WOW that is Sweet, I want that. I will start slow with the boost but I am sure that it will handle at least 15psi. The motor is bullet proof right now so I know it will take it. 
Question: What was you AFR under boost?? 12.8 ish. Also How light was your timing??


----------



## Big_Tom (Aug 19, 2007)

turbodub said:


> we made over 700whp with 11:1 all motor wiseco pistons shaved down a bit on my old 16v. back when i was running reg gas/race gas at the track we ran about 20psi on the same motor with 93 octane no problem. no water meth here. just good tuning.


thats very impressive :thumbup: im not a fan of NOS/WMI/etc. i :heart: boost and a good tune all day


----------



## Jones84 (Sep 6, 2007)

I love boost too, its like a good drug that i never run out of. But its just as spendy, LOL


----------



## Jones84 (Sep 6, 2007)

So i have a question, How good is the NOS cooler for the FMIC. do they work?? are they worth the money?? 

I want to keep my Charge as coold as i can with out Water injection.


----------



## AJmustDIE (Dec 22, 2010)

If you're really wanting to take control of your charge temps, your best bet is going with an AWIC setup.


----------



## Jones84 (Sep 6, 2007)

Really, Would I need a tank and pump so that I can have a good flow of cold water. I have herd that the water heats fast and that once its hot you cant cool it down with out changing it out. I have not played with them so this is just what I have herd. 
I will look in to it a little more and see what I can do.. 
I dont have much room for anything else. 
I have a Fuel cell, battery box, roll gage, all in the back. Not sure if I have room for a tank.


----------



## turbodub (Jul 6, 2000)

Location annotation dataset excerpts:
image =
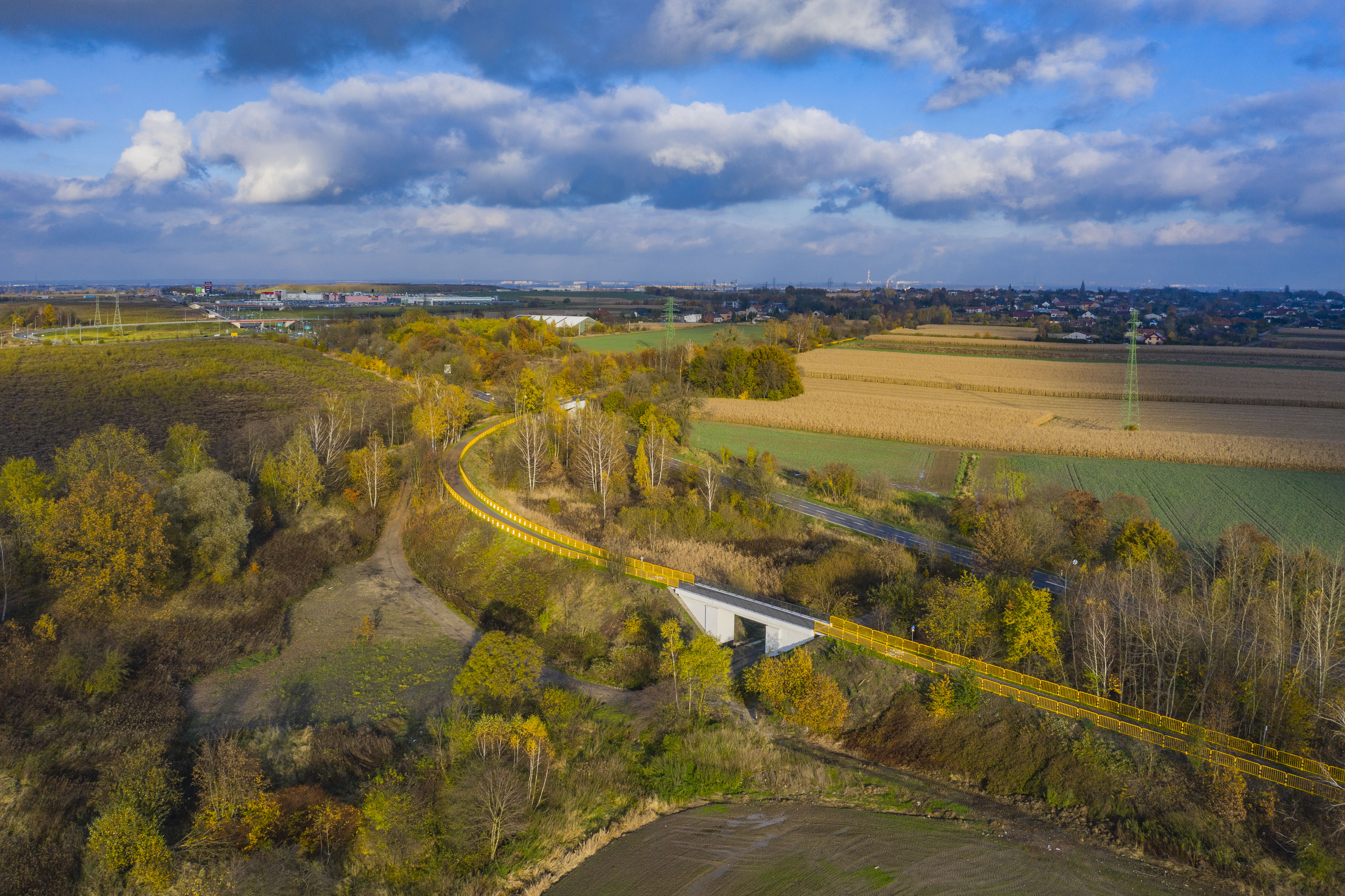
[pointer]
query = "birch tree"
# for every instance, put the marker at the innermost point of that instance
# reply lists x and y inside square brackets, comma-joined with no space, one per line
[533,440]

WHAT YOU NEED TO DO —
Answer these questions about the forum thread.
1. How much wheel horsepower does the quoted post by turbodub say was made on the old 16v?
2. What setup does AJmustDIE call the best bet for controlling charge temps?
3. At least how much boost does the first post expect the motor to handle?

TASK SOLUTION —
1. Over 700whp.
2. An AWIC setup.
3. At least 15psi.